INPUT RECORDS:
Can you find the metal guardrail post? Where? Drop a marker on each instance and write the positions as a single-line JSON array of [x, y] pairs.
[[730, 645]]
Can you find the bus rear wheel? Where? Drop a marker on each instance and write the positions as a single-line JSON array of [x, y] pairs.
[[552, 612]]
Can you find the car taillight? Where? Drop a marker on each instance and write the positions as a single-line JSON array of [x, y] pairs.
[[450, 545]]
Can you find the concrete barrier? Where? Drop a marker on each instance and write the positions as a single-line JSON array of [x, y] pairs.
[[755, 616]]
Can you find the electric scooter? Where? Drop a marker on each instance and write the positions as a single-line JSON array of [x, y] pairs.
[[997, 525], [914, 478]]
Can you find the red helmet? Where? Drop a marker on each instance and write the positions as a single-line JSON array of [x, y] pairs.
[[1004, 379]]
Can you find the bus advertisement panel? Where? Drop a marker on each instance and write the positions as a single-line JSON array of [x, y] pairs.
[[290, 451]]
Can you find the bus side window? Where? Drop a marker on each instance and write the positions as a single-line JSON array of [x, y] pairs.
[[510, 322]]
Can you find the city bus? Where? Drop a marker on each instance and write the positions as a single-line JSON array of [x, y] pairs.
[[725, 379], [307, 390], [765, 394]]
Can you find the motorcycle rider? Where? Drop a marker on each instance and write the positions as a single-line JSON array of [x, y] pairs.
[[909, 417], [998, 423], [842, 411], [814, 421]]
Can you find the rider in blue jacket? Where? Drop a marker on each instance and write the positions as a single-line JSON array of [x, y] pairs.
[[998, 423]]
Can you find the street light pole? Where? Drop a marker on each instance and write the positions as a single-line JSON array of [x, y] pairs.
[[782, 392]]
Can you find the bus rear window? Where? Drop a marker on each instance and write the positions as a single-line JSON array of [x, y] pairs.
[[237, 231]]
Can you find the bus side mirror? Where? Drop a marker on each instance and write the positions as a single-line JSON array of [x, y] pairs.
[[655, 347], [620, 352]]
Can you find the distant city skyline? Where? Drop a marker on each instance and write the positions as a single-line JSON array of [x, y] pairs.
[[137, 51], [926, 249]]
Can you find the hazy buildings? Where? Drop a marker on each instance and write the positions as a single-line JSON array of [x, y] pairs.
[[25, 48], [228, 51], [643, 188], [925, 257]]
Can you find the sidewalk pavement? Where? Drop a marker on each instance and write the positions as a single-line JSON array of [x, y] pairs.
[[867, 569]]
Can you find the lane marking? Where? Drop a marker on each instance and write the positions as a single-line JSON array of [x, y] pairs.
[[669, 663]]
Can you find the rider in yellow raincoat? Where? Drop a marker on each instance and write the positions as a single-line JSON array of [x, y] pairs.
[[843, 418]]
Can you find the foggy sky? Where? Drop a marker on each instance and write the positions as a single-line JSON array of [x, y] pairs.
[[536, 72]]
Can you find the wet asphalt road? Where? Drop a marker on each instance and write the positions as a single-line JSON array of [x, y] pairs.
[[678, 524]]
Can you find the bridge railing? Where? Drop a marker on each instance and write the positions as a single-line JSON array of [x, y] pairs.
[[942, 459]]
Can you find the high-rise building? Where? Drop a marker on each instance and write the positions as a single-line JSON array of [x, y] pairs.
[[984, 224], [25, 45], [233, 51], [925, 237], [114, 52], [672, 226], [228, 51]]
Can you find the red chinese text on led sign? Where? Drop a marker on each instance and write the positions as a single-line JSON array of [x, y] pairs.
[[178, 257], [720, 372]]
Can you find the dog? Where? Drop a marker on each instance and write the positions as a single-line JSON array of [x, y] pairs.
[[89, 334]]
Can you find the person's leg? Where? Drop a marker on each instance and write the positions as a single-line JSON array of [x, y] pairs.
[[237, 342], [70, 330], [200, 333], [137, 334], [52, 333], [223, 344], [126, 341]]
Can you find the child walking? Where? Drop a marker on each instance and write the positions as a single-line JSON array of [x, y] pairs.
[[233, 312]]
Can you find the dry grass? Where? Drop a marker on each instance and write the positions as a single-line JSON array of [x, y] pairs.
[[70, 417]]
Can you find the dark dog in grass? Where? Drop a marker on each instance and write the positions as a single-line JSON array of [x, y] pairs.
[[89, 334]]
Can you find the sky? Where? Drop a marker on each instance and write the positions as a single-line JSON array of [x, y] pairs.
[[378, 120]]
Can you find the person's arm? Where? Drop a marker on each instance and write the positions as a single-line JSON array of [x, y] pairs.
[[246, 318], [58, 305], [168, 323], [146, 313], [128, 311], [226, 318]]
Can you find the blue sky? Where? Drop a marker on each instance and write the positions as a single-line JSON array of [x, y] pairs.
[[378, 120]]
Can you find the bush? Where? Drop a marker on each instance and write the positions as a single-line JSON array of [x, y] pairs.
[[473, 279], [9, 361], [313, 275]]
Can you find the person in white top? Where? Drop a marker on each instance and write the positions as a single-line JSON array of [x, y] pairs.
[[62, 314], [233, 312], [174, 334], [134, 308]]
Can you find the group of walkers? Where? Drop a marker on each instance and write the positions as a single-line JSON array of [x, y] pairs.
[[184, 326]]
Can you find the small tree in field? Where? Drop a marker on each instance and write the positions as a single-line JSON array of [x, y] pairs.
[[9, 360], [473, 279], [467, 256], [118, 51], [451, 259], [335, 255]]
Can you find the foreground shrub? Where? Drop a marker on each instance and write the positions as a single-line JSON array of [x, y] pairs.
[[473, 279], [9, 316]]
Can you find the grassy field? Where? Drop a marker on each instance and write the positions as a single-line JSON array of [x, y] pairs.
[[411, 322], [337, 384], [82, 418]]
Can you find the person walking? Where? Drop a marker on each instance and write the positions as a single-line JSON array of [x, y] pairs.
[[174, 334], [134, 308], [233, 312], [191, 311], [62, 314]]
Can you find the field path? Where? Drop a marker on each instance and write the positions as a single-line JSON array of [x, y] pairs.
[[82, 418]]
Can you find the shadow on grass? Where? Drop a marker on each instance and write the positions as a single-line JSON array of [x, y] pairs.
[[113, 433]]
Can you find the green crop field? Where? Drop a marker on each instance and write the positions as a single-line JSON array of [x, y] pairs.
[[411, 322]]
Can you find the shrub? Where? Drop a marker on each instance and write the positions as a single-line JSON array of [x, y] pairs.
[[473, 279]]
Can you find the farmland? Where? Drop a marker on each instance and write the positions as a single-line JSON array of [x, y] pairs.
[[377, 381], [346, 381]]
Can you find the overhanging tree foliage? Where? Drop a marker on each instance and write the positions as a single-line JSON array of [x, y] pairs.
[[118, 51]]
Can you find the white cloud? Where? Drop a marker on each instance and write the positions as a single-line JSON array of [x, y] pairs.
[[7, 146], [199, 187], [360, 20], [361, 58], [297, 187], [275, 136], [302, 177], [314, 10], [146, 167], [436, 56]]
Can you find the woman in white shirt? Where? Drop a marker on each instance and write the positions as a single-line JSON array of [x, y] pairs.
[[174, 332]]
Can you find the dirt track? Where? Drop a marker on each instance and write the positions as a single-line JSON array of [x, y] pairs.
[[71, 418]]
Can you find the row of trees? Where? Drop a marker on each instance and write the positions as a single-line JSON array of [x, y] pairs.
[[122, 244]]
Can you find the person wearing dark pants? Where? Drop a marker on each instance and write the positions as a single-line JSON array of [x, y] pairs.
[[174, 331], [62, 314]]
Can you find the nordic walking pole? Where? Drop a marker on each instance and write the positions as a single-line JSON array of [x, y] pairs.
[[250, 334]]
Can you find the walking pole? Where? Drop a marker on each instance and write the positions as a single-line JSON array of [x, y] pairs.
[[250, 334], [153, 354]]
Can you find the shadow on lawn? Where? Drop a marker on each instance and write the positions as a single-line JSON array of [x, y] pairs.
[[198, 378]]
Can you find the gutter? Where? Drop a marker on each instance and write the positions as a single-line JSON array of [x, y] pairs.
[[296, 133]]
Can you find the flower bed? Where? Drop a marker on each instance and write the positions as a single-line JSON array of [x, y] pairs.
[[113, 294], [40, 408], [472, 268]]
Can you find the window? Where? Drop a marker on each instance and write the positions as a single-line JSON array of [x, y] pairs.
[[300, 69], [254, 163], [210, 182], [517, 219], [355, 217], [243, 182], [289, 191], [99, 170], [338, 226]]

YOUR INSTRUCTIONS:
Reproduce the entries from the first line through the line containing "[[997, 525], [914, 478]]", substituting "pin" for every "marker" and changing nothing else.

EXERCISE RESULT:
Can you find the metal guardrail post? Where? Drop a pin on each instance and write the positions as a single-line JSON array of [x, y] pairs.
[[730, 645]]
Can you find the bus rear wheel? Where? Drop a pin on each instance and write the positions as a single-line JSON array of [x, y] pairs.
[[552, 612]]
Can you find the car taillight? Where? Drop a pin on each instance and write the positions as a single-line JSON array of [x, y] pairs.
[[450, 545]]
Can you find the concrete barrier? Where? Drop a pin on each instance and write the positions as a single-line JSON array of [x, y] pairs.
[[755, 616]]
Can you find the electric scooter? Where? Drop a pin on each instance and write the positions as a single-line JSON array of [x, y] pairs.
[[997, 525], [914, 478]]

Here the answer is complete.